» TASK TO CARRY OUT
Every line of the entries with the word "black" in it should be shown.

(Point-per-instance localization data)
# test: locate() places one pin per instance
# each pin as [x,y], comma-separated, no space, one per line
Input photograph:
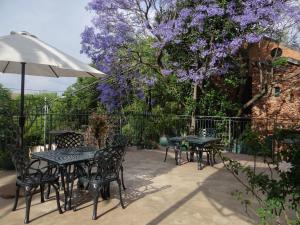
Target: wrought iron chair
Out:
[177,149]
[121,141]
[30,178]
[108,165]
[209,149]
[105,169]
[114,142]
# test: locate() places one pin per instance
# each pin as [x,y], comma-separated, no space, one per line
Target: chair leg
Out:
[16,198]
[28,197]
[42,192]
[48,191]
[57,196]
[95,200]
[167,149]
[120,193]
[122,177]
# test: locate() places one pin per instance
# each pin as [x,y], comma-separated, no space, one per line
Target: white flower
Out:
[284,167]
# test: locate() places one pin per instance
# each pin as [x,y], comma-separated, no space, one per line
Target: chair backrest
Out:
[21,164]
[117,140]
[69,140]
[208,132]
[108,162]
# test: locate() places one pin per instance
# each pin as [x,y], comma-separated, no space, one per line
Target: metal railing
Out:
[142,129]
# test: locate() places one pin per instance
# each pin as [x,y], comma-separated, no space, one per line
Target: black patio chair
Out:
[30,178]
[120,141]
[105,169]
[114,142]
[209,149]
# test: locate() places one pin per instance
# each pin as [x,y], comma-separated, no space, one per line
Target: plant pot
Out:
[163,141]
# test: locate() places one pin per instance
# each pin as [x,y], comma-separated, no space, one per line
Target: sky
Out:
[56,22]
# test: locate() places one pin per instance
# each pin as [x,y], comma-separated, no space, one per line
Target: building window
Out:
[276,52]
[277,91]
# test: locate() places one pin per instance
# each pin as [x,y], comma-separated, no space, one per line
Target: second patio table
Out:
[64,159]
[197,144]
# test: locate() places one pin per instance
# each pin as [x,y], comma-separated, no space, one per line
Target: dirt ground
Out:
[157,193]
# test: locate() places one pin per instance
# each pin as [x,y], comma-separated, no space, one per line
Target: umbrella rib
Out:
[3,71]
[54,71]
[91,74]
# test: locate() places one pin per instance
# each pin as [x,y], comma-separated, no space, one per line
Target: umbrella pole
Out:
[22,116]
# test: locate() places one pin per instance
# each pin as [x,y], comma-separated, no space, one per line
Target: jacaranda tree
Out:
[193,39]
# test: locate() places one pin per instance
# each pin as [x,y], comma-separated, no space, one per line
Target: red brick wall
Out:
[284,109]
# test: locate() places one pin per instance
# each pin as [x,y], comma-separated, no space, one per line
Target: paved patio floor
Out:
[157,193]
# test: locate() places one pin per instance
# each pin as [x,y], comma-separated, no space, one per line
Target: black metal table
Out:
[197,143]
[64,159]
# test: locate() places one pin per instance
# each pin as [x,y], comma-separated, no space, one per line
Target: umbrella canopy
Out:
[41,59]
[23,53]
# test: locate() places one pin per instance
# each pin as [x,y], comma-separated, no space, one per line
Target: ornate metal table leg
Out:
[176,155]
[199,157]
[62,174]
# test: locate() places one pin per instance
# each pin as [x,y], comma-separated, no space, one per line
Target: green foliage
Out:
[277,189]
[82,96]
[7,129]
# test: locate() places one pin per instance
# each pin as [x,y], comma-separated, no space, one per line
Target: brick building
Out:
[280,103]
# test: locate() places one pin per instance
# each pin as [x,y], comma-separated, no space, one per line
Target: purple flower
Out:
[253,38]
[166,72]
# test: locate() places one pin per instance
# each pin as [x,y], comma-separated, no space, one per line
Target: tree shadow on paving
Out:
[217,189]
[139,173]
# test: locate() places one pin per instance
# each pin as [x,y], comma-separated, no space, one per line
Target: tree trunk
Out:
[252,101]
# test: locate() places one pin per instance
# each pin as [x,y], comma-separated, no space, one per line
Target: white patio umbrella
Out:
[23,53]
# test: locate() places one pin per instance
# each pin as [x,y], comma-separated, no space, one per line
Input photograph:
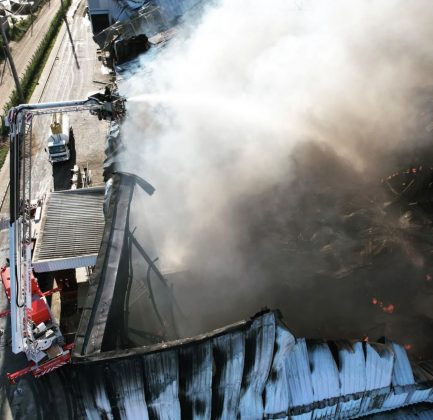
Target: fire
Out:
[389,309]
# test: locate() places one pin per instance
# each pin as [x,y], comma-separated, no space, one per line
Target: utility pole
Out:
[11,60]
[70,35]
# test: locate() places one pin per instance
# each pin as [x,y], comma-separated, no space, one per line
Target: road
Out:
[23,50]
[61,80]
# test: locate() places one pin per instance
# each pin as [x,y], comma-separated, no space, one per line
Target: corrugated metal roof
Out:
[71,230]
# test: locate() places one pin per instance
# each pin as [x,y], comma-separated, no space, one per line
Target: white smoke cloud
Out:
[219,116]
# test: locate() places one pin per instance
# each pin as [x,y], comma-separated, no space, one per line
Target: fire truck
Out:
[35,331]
==
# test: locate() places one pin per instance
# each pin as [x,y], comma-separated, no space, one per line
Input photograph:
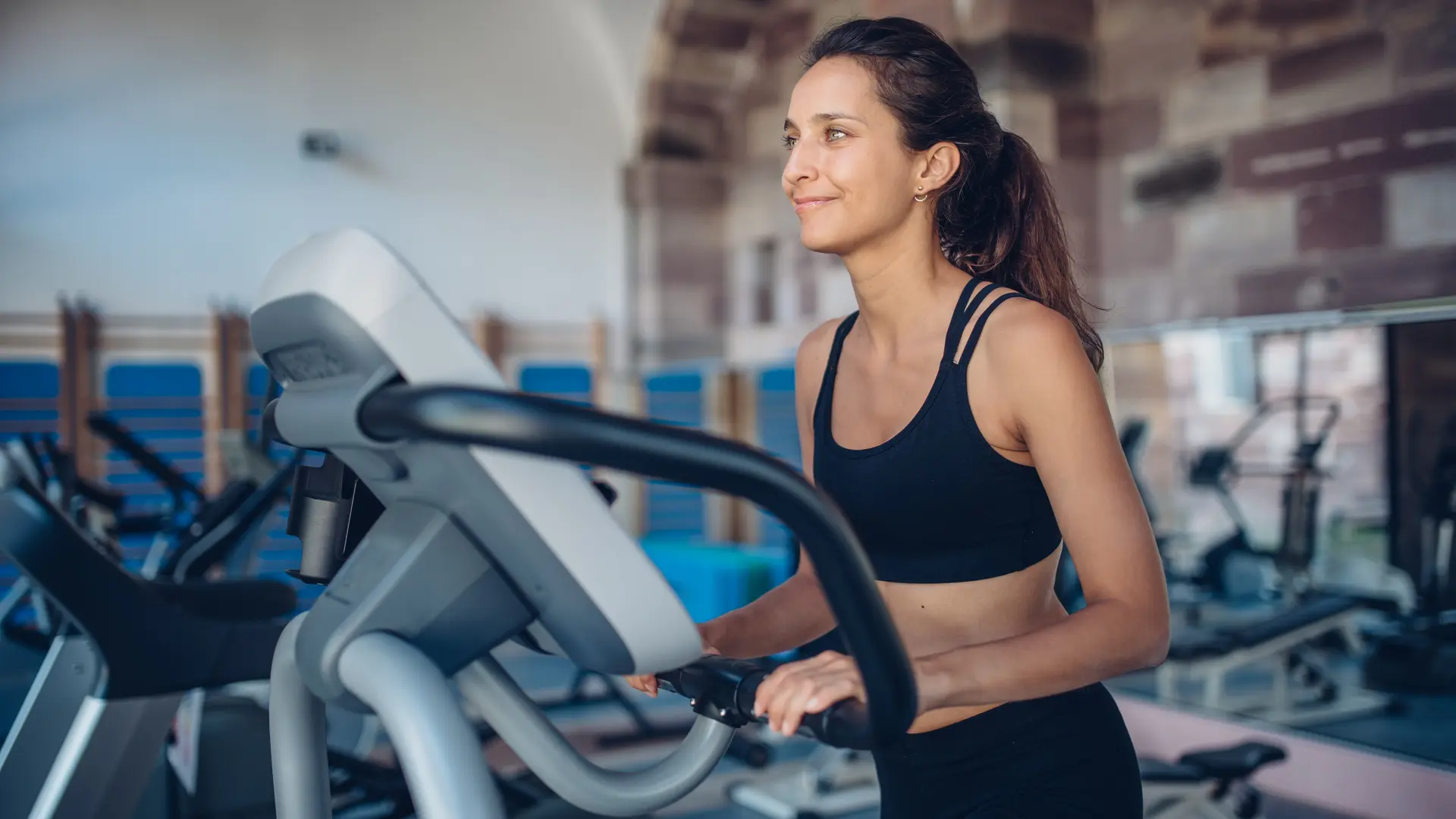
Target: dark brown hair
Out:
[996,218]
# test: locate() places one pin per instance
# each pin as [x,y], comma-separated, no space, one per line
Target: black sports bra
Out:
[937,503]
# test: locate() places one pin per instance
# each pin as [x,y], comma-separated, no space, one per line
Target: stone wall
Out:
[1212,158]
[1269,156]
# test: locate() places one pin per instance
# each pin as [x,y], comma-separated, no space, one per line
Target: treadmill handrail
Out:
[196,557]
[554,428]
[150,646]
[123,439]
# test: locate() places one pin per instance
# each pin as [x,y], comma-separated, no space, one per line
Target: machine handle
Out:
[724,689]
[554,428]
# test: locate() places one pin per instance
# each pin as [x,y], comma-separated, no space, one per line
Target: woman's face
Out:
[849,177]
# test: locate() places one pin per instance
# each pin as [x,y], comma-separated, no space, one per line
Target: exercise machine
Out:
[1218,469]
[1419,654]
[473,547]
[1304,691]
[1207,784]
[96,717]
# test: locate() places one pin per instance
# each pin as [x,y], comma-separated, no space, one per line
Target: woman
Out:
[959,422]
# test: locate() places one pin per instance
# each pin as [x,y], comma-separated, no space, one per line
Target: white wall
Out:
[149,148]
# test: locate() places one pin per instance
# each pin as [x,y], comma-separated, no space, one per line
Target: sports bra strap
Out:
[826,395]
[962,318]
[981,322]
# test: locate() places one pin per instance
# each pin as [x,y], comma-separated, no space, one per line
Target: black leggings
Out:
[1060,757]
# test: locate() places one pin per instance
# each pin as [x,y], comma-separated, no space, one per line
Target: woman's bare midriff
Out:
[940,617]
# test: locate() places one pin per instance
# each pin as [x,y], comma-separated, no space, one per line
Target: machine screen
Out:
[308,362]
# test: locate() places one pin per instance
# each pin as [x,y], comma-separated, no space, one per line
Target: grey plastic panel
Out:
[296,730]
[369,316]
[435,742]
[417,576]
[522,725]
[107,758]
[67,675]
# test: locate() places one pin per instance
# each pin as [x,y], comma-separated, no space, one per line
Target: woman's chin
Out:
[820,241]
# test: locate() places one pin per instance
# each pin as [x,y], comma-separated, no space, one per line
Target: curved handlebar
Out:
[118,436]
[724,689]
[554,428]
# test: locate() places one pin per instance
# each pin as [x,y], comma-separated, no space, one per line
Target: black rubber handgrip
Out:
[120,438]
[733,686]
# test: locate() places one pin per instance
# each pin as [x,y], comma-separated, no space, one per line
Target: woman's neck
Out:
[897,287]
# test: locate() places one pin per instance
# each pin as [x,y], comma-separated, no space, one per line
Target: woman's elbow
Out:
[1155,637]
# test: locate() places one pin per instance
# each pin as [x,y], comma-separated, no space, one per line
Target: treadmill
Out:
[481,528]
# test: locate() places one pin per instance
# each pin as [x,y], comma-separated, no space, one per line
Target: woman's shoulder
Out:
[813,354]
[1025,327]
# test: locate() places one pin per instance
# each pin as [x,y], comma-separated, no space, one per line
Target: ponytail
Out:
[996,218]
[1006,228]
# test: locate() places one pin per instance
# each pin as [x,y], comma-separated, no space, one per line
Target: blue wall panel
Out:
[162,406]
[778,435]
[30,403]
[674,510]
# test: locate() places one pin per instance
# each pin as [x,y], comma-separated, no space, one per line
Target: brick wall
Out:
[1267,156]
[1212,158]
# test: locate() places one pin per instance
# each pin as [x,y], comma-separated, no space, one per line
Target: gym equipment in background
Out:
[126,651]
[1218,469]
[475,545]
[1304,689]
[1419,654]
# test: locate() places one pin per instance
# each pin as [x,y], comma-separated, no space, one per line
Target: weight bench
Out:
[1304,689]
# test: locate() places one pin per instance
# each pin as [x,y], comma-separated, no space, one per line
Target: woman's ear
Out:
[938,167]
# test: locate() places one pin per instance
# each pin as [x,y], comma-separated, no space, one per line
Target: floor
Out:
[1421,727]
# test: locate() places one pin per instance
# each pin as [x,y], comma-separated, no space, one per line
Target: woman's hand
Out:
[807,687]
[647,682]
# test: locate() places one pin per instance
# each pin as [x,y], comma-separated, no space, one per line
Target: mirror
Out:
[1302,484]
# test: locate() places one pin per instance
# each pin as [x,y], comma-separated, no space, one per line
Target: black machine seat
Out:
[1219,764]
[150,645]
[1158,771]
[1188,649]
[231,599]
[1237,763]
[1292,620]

» RESULT OF THE TASK
Target: black patio chair
Target: black metal table
Target: black sports bra
Target: black leggings
Target: black rubber handgrip
Target: black machine seat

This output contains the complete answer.